= Beginning of Section =

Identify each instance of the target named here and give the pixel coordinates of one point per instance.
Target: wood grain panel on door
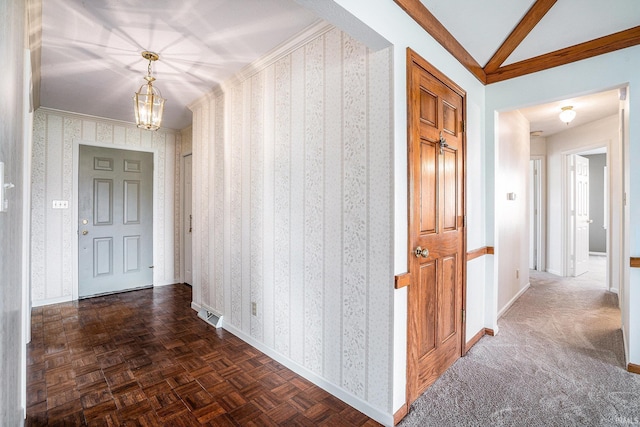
(436, 225)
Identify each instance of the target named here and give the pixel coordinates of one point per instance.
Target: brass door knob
(419, 252)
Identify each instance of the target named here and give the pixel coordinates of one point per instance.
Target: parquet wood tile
(144, 358)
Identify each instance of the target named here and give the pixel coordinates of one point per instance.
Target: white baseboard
(354, 401)
(510, 303)
(50, 301)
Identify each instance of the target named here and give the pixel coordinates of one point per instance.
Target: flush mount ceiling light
(148, 102)
(567, 114)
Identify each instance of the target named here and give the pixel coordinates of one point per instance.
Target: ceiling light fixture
(567, 114)
(148, 102)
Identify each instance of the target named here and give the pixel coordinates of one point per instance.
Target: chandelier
(148, 102)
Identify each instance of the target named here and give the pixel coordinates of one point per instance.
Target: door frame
(414, 58)
(568, 268)
(540, 204)
(74, 207)
(182, 214)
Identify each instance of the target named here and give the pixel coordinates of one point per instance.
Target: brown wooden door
(436, 224)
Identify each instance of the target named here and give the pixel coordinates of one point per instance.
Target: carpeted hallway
(558, 360)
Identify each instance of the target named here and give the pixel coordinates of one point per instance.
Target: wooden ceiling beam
(416, 10)
(602, 45)
(524, 27)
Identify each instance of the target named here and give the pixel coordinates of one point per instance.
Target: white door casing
(580, 214)
(187, 220)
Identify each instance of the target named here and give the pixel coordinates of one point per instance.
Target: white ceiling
(545, 118)
(91, 59)
(482, 26)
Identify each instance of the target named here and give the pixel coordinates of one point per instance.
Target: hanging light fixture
(148, 102)
(567, 114)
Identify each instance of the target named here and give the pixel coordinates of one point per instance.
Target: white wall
(54, 232)
(596, 74)
(538, 146)
(12, 354)
(601, 133)
(293, 212)
(512, 216)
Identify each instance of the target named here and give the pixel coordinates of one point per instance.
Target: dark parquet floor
(144, 358)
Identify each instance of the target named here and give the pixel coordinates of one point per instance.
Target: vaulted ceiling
(502, 39)
(91, 63)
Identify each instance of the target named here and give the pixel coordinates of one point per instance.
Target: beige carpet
(557, 361)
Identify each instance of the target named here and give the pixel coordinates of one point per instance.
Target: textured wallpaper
(293, 210)
(53, 174)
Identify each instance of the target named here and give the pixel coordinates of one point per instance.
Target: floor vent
(210, 317)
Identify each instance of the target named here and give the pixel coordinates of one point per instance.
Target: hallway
(558, 359)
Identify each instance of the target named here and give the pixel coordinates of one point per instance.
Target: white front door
(115, 220)
(581, 216)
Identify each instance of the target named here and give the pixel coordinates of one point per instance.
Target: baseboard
(50, 301)
(473, 341)
(514, 299)
(384, 418)
(633, 368)
(400, 414)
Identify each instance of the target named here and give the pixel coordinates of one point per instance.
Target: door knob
(419, 252)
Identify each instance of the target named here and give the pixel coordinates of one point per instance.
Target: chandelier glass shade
(148, 102)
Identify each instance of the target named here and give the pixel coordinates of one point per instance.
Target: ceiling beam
(416, 10)
(524, 27)
(602, 45)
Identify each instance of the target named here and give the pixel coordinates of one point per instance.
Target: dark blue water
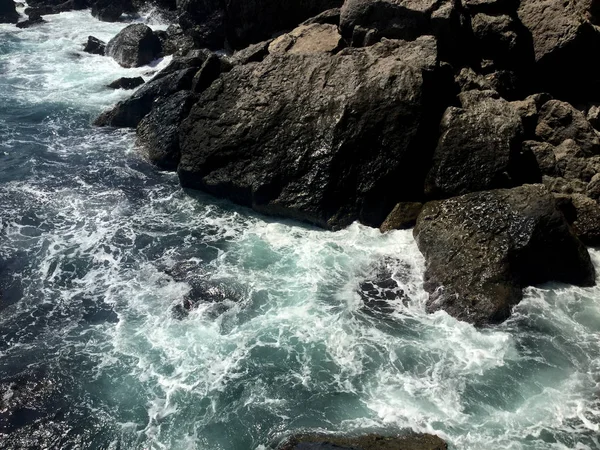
(292, 328)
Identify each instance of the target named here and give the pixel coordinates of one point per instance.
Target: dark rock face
(559, 121)
(157, 133)
(94, 46)
(564, 37)
(250, 21)
(126, 83)
(111, 10)
(136, 45)
(481, 249)
(343, 139)
(130, 112)
(478, 148)
(176, 42)
(367, 442)
(8, 12)
(403, 216)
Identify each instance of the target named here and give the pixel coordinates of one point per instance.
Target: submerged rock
(136, 45)
(320, 138)
(8, 12)
(95, 46)
(366, 442)
(126, 83)
(130, 112)
(481, 249)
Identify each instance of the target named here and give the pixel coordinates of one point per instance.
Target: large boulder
(365, 442)
(157, 133)
(482, 248)
(136, 45)
(130, 112)
(479, 147)
(565, 42)
(250, 21)
(8, 12)
(343, 138)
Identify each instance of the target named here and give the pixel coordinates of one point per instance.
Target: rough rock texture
(367, 442)
(341, 140)
(563, 39)
(307, 39)
(364, 22)
(157, 132)
(403, 216)
(8, 12)
(481, 249)
(130, 112)
(126, 83)
(250, 21)
(478, 148)
(176, 42)
(94, 46)
(136, 45)
(559, 121)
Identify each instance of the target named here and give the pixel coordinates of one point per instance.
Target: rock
(252, 53)
(126, 83)
(343, 138)
(130, 112)
(157, 132)
(194, 60)
(209, 72)
(586, 225)
(593, 116)
(94, 46)
(477, 149)
(331, 17)
(363, 22)
(529, 109)
(307, 39)
(496, 38)
(176, 42)
(562, 186)
(481, 249)
(34, 19)
(366, 442)
(572, 164)
(563, 39)
(8, 12)
(136, 45)
(110, 10)
(204, 22)
(544, 155)
(559, 121)
(593, 188)
(251, 21)
(403, 216)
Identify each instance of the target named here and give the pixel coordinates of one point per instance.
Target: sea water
(292, 328)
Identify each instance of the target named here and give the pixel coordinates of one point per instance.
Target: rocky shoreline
(476, 120)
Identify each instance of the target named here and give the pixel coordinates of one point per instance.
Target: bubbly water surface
(294, 329)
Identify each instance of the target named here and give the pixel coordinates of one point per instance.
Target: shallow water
(98, 252)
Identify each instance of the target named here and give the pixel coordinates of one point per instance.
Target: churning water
(293, 328)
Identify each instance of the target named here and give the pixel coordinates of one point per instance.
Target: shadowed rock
(136, 45)
(320, 138)
(481, 249)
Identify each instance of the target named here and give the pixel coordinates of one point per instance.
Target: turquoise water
(98, 253)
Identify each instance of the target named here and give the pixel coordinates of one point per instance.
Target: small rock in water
(94, 46)
(126, 83)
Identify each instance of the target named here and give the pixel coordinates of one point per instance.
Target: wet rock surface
(481, 249)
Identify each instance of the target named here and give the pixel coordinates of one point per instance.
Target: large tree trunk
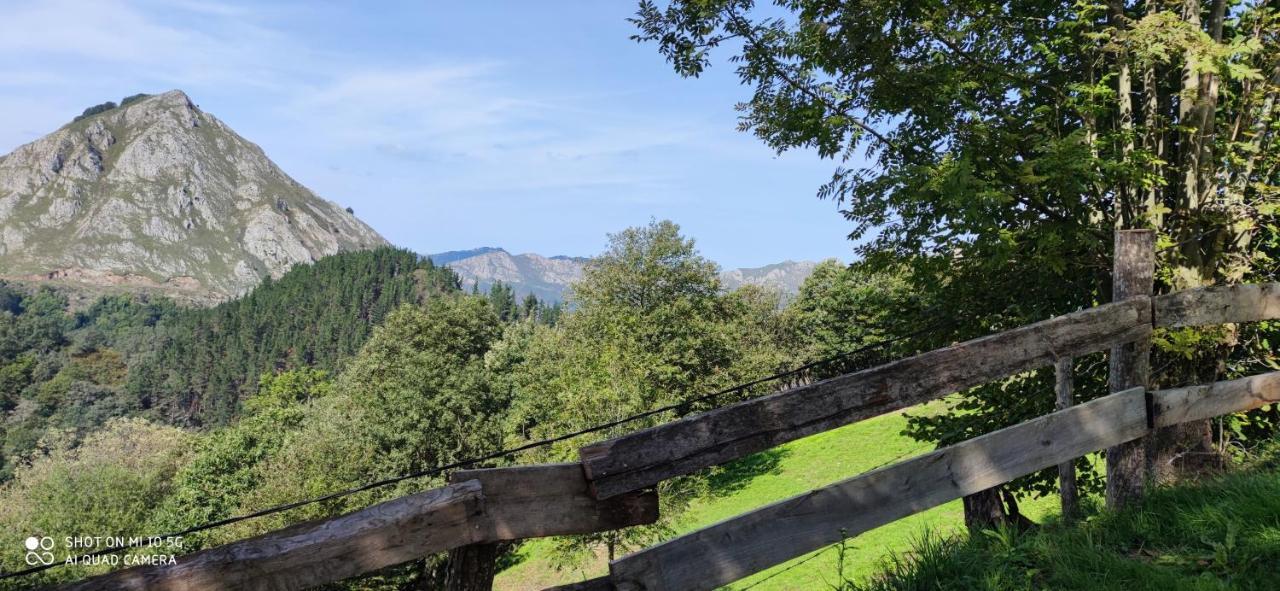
(984, 509)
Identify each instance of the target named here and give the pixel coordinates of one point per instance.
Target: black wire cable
(503, 453)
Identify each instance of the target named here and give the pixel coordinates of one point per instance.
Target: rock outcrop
(549, 278)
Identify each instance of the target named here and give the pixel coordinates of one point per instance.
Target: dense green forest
(149, 357)
(371, 365)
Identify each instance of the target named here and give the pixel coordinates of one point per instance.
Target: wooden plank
(736, 548)
(1065, 398)
(319, 551)
(1197, 403)
(682, 447)
(552, 500)
(1134, 267)
(1219, 305)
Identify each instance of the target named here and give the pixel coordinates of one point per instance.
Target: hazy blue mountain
(549, 278)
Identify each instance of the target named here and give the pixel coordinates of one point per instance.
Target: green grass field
(787, 471)
(1215, 535)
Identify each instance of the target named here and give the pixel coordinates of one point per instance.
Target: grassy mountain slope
(1220, 534)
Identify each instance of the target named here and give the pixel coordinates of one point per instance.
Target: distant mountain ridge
(549, 278)
(158, 195)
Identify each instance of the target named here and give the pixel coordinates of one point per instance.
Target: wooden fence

= End of Section =

- _WHAT IS REQUIRED_
Copy the material exactly. Do not include the pictures.

- _SOLUTION BELOW_
Identify each instance of the target named here and give the pixel coordinates of one point per instance.
Target: wood grain panel on door
(436, 225)
Identify each instance of the target named here and give the pixel coordinates of one point per instance.
Target: brass door knob
(419, 252)
Identify each instance of the target named here and give the pixel coordinates of one point per instance.
Target: parquet wood tile
(144, 358)
Identify each instance of the target named here and give the pixel coordinates of one point per instance.
Target: white baseboard
(354, 401)
(510, 303)
(50, 301)
Identify each instance of the target named here and give the pixel coordinates of one point per instance.
Target: flush mount ceiling light
(148, 102)
(567, 114)
Identify each instance of the target named here and give the pixel coordinates of one point per instance.
Target: ceiling light fixture
(567, 114)
(148, 102)
Identify each instance of the target named here and give the pixel coordinates of one point per instance.
Target: chandelier
(148, 102)
Identify each instance of the target named here and give the pixel coordinates of one point per instance.
Target: door frame
(414, 58)
(568, 268)
(540, 204)
(74, 207)
(182, 214)
Identify each instance of the target named here and give the pixel coordinates of one point per instance.
Target: brown wooden door
(436, 224)
Identify each instance of the target named here and give the pixel coordinates of one point per instance.
Target: carpeted hallway
(558, 360)
Identify each instance of the target named here and give the pixel coordinates of one point per instance.
Target: wooden ceiling beam
(416, 10)
(602, 45)
(524, 27)
Identify each instance of the target named here and give the pixel coordinates of one point per instance.
Target: white door casing
(580, 214)
(187, 220)
Identify each instance of the target named here and give the pixel coordinates of one point per instance.
Target: white ceiling
(545, 118)
(91, 59)
(482, 26)
Identify each instance of the target named here and give the pixel coordinates of one point per instance.
Target: hanging light fixture
(148, 102)
(567, 114)
Identify each instance of the target named here and give the pixel coordinates of one point per instance.
Target: white wall
(54, 232)
(596, 74)
(538, 146)
(12, 354)
(601, 133)
(293, 212)
(512, 216)
Identify each instance of the target named here and give the pixel coordinates of one point per instance.
Target: dark parquet floor
(144, 358)
Identify each instance of the target named here and give the pixel coordinates of one point per instance.
Target: vaulted ceiling
(502, 39)
(91, 63)
Identify each instance of the target named here and give the pixel coordinates of one point per instance.
Target: beige carpet
(557, 361)
Identify each instance of the target named here and give the pixel coordinates of one point per instance.
Target: textured wallpaper
(293, 210)
(53, 174)
Identify each instance of the target named here and give the pixel coordinates of one point per instance.
Target: floor vent
(210, 317)
Identify each instance of the target named here and give the pixel coordinates of one point per instance.
Target: hallway
(558, 359)
Identify each instance of the target named here and give the pixel coordinates of one point per instance.
Target: white front door
(115, 220)
(581, 216)
Identify each instance of the target named here and give the pixel coordinates of one point per instance.
Target: baseboard
(50, 301)
(473, 341)
(514, 299)
(384, 418)
(633, 368)
(400, 414)
Identify each instance of the target named here and give the pixel coordinates of one point per instance.
Target: door knob
(419, 252)
Identify each instance of the target named here and give the pixel coordinates of one point per instance.
Target: chandelier glass shade
(148, 102)
Identify each instance of the target named here and give the pixel coordinates of one point per instance.
Target: ceiling beam
(416, 10)
(524, 27)
(602, 45)
Identify each instance of the target named here and give the pixel coordinates of one point per instance.
Target: dark blue water
(292, 328)
Identify each instance of the target named here and give the pixel coordinates of one point per instance.
Target: dark rock face
(559, 121)
(157, 133)
(94, 46)
(564, 37)
(250, 21)
(126, 83)
(111, 10)
(136, 45)
(481, 249)
(343, 139)
(130, 112)
(478, 148)
(176, 42)
(367, 442)
(8, 12)
(403, 216)
Identify each instance of the target named here and give the pixel coordinates of one point per instance.
Target: submerged rock
(136, 45)
(320, 138)
(8, 12)
(95, 46)
(366, 442)
(126, 83)
(130, 112)
(481, 249)
Identify each instance of the target named here and give the pixel coordinates of one point per instance.
Target: large boulder
(365, 442)
(157, 133)
(482, 248)
(136, 45)
(130, 112)
(479, 147)
(565, 42)
(250, 21)
(8, 12)
(343, 138)
Identify each instance of the target named here and give the pixel coordinates of one point per instance.
Target: rough rock texture
(367, 442)
(341, 140)
(563, 39)
(307, 39)
(364, 22)
(157, 132)
(403, 216)
(8, 12)
(481, 249)
(130, 112)
(126, 83)
(250, 21)
(478, 148)
(176, 42)
(94, 46)
(136, 45)
(559, 121)
Identify each instance of the target named here and give the pixel coordinates of one point per instance.
Target: rock
(252, 53)
(126, 83)
(343, 138)
(130, 112)
(157, 132)
(194, 60)
(209, 72)
(586, 225)
(593, 116)
(94, 46)
(477, 149)
(331, 17)
(363, 22)
(529, 109)
(307, 39)
(496, 38)
(176, 42)
(562, 186)
(481, 249)
(34, 19)
(366, 442)
(572, 164)
(563, 39)
(8, 12)
(136, 45)
(110, 10)
(204, 22)
(544, 155)
(559, 121)
(593, 188)
(251, 21)
(403, 216)
Identify each instance of the target named here and give the pixel coordinates of one point per instance.
Target: sea water
(292, 328)
Identify each instance of the target named here and give the pixel coordinates of one point per instance.
Target: rocky shoreline
(476, 120)
Identify each instance of the target named here and give the pixel coordinates of one point per instance.
Target: bubbly water surface
(294, 329)
Identify each instance of the target named here and give the pixel coordinates of one point per instance.
Target: shallow water
(98, 252)
Identify each instance of the target named here and give the pixel coordinates of one point per instance.
Target: churning water
(293, 328)
Identify each instance of the target named here and give the pixel coordinates of one point per instance.
Target: shadowed rock
(136, 45)
(320, 138)
(481, 249)
Identify each instance of the target named here and give the pixel coordinates of one point per instance.
Target: turquoise water
(98, 253)
Identify each instance of the target named here and give the pixel coordinates of one point per instance.
Target: small rock in water
(94, 46)
(126, 83)
Identify each instance of the target named here and give the pixel coordinates of one point per instance.
Target: wet rock surface
(481, 249)
Identify each instance of the target named here and give the pixel coordinates of one point per instance.
Target: large tree trunk
(984, 509)
Identify each instance of the target named here and give the pixel coordinates of one point per instance.
Target: black wire cable
(503, 453)
Identify each instance of the target named here and give the pixel coordinates of one point per instance.
Target: rock outcrop
(549, 278)
Identify each instance of the target named here and give the pixel coordinates of one point per instance.
Target: dense green forest
(149, 357)
(371, 365)
Identify each instance of the target named here and give the pixel coordinates of one point per instance.
Target: wooden plank
(736, 548)
(1065, 398)
(319, 551)
(1197, 403)
(682, 447)
(552, 500)
(1134, 267)
(1219, 305)
Identify each instance of the target named here and give the pixel coordinates of one point per instance.
Target: hazy blue mountain
(549, 278)
Identify each instance of the target named here and give the pixel coordinates of one point per instance.
Target: green grass field
(787, 471)
(1215, 535)
Identify each instance of the target named here and give the pixel coordinates of one point per instance.
Target: grassy mountain slope
(1220, 534)
Identify each instance of the target named here and give the pixel coordinates of one point per instance.
Target: distant mountain ridge
(549, 278)
(158, 195)
Identify each instance of the target named here and give the pixel coordinates of one point per instance.
Target: wooden fence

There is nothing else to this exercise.